Health extension workers received five days of intensive training, including comprehensive background information and training in the study protocol, sentinel surveillance methodology, and data collection and management for civil vital registration. The process was that they would receive information from the community teams working in sentinel surveillance and register all births and deaths in the catchment area in government-published vital registration logbooks of their health post.

Nurses and nurse-midwives received seven days of training in study protocol, in-depth interview techniques, verbal autopsy techniques with an emphasis on maternal death, and techniques for addressing sensitive subjects. They engaged in role-play activities using the actual verbal autopsy survey instrument, and familiarized themselves with skip patterns for both open- and closed-ended question formats. In addition, they received four days of intensive training in cause-of-death attribution from verbal autopsy, using WHO recommendations of “classification of single causes of death and any of the combinations of the single causes”.Citation24 The minimum list of single causes included: (i) induced abortion and sepsis; (ii) induced abortion and haemorrhage; (iii) ectopic pregnancy (O00); (iv) abortion (O03–O07); (v) antepartum haemorrhage (O67); (vi) post-partum haemorrhage (O72); (vii) sepsis (O85–O86); (viii) eclampsia (O15); and (ix) prolonged labour (O63–O66). We used the International Classification of Diseases 10 (ICD-10) definition of an indirect obstetric death as a death “resulting from previous existing disease that developed during pregnancy and which was not due to direct obstetric causes, but was aggravated by physiologic effects of pregnancy”.Citation24,25 However, separate categories were created for the classification of diseases of local importance, which are associated with a relatively large proportion of maternal deaths, such as hepatitis, malaria, TB, anaemia, heart disease, AIDS, tetanus, and injuries (intentional and unintentional).

● **EXTRACTED INFORMATION**:
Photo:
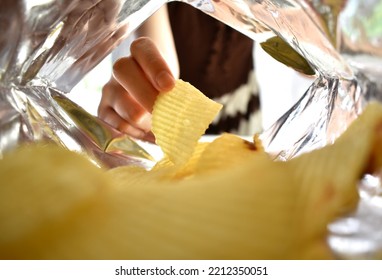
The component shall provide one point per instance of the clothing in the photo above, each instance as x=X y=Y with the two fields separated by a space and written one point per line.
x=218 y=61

--

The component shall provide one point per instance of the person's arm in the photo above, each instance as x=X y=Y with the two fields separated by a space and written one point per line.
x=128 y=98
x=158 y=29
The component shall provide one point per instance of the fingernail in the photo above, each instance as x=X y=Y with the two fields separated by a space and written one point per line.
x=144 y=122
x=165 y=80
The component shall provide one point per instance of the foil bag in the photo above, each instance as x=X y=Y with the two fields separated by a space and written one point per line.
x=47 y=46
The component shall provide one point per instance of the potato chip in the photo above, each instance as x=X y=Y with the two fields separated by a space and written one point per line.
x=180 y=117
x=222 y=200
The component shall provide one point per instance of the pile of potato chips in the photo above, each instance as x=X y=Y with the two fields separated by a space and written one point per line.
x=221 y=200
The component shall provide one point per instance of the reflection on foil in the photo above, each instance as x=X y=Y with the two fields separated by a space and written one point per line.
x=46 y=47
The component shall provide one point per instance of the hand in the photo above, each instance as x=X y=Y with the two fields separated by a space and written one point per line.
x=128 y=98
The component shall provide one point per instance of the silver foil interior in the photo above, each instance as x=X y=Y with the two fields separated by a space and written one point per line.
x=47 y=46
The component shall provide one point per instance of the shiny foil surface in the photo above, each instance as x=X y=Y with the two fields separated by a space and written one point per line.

● **APPLY WHAT YOU READ**:
A - List the diseases and conditions of local importance that the passage on study staff training says were given separate categories.
B - Edit the passage on study staff training by writing out its wording again, starting with "Health extension workers" and going on through "their health post.", with "logbooks" changed to "registers".
C - Proceed with the passage on study staff training, writing on from its last sentence.

● **ANSWERS**:
A - hepatitis, malaria, TB, anaemia, heart disease, AIDS, tetanus, injuries (intentional and unintentional)

B -
Health extension workers received five days of intensive training, including comprehensive background information and training in the study protocol, sentinel surveillance methodology, and data collection and management for civil vital registration. The process was that they would receive information from the community teams working in sentinel surveillance and register all births and deaths in the catchment area in government-published vital registration registers of their health post.

C -
Following on from the initial meetings with the communities involved, meetings were held on a monthly basis for the first three months of the study to encourage active participation from community members, and again at the end of the study period. All research team members, medical staff, community health workers and priests involved in data triangulation, as well as other community-based groups, were invited to participate. Broad-based participation was considered crucial for both the acceptance and uptake of the project by community members and for the validation of data by members of the community. The success of our approach relied on community engagement, improved collaboration, and consistent communication between communities and the health care system.

Review of outcomes

All of the personnel engaged in the various project components collaborated well and followed the procedures of the study protocol. Monitoring data show that the expected meetings for data triangulation were held, as well as the births and deaths verification and administration of verbal autopsies. While no formal audit committee process was undertaken in this feasibility study to compare cause of death assigned by mid-level providers to that of gynaecologists, after completion of verbal autopsies for maternal deaths, the forms were reviewed by an obstetrician-gynaecologist, who agreed with all four cause-of-death assignments.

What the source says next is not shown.